If you can I would recommend visiting and watching a class before you go to one. Likely it would be the same instructor for the next session at that time. Since it is in the building you can walk right up and watch. I would agree with others that it can be hit or miss. It all depends on the experience of the person who is teaching your class at that time.

Amanda


----------



## elregalohavanese (Jun 20, 2007)

*classes*

You may also want to look for a kennel club in your area. We have a wonderful club, Piedmont Kennel Club, in our area that has puppy kindergarten classes which were awesome. They are also cheaper than petsmart and the class is large and you gets lots of socialization. See if maybe a club in your area has these type of classes. We are very blessed to have them in ours. Susan


----------



## Thumper (Feb 18, 2007)

Our Petsmart experience was AWFUL.

But with that being said, we were recommended to go there for a particular trainer, who ended up quitting the job our 2nd class and it was replaced with a 19 yo girl, that had only owned a dog for 4 months and went through a two week Petsmart class to become a trainer (former cashier)..she probably would've been happier staying at the register, she seemed frustrated and confused the whole time and I felt quite sorry for her.

SO..I would ask around and talk to locals that may have gone to your local one, because the trainers seem to really vary in experience and knowledge.

We did get some socialization, and that was great...but not worth the $. I probably could've taught the class from what I've learned on the forum! lol

Kara


----------



## Guest (Jan 6, 2008)

Ivy,

I have gone to group type puppy training in the past and found that the socialization part was good. But the down side was they booked too many clients and I found I wasn't getting the feed back I needed. I switched to private 1:1 lessons and found that in that setting the instructor could work with my dog (AND me) and it's particular temperment/issues in a room that had nothing else going on.

I agree with Kimbelry that smells, sounds and distractions are important, as you want your dog to ignore those and obey you. That's an important piece of the trainning..


----------



## MaddiesMom (Apr 1, 2007)

I took our first Hav to a petstore class (not Petsmart or Petco), and it was a good class, but the trainer had a ton of experience. I think its a hit and miss situation, so I'd definitely observe a class before committing. I took Maddie to a private training club that had trainers with years of experience in obedience competition with their dogs, and it was terrific. They used positive reinforcement techniques, had excellent control of the class, and we learned alot. Maddie really did well under this circumstance. I would recommend a club if possible, but at least make sure your trainer is very experienced and has excellent control over the class. An inexperienced trainer that can't control their class can make things worse for your dog.


----------



## Guest (Jan 6, 2008)

Jeanne..I agree..finding a good trainer is not always easy, and it's really a bummer when you pay top dollar and get less than quality training.

BTW..It's worth your time to ask questions and state what your expectations are.
Also..READ the entire contract before you sign..especially the part about payment and refunds!


----------



## Jane (Jun 2, 2007)

■ Goal 1 ■
In the thread on puppy training classes, which kennel club does the Jun 20, 2007 post name?
■ Goal 2 ■
Please transcribe the thread on puppy training classes from "I have gone" to "of the trainning..".

■ Dataset content ■
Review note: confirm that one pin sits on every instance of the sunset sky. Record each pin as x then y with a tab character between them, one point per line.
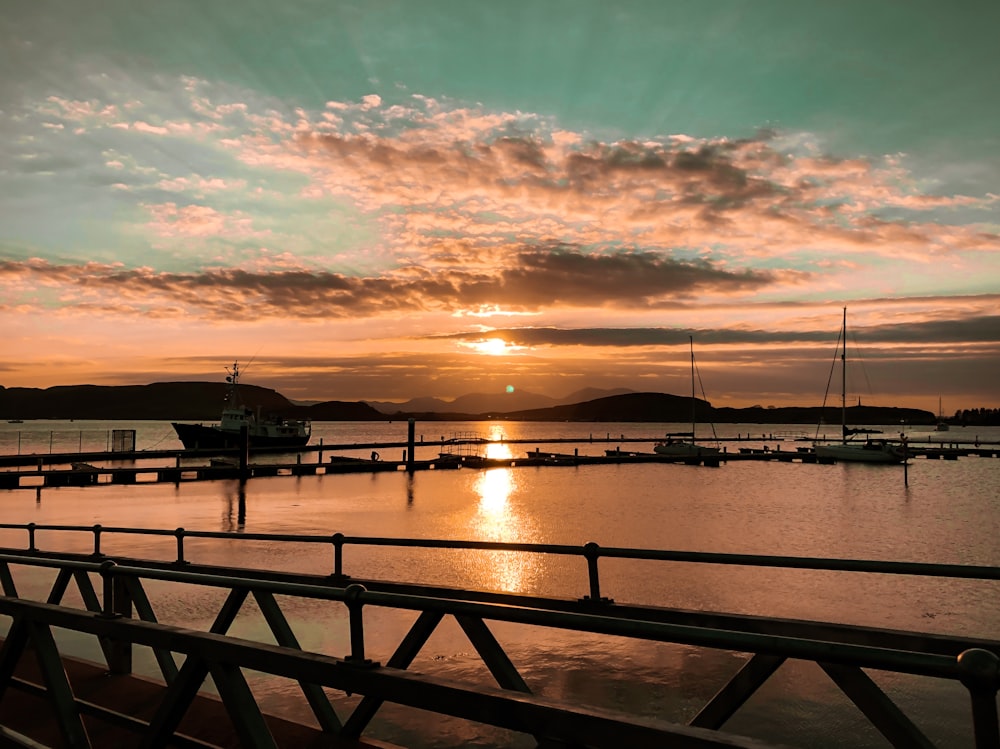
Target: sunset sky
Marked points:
384	199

■ Correct output 1 ■
Piedmont Kennel Club

■ Correct output 2 ■
I have gone to group type puppy training in the past and found that the socialization part was good. But the down side was they booked too many clients and I found I wasn't getting the feed back I needed. I switched to private 1:1 lessons and found that in that setting the instructor could work with my dog (AND me) and it's particular temperment/issues in a room that had nothing else going on.

I agree with Kimbelry that smells, sounds and distractions are important, as you want your dog to ignore those and obey you. That's an important piece of the trainning..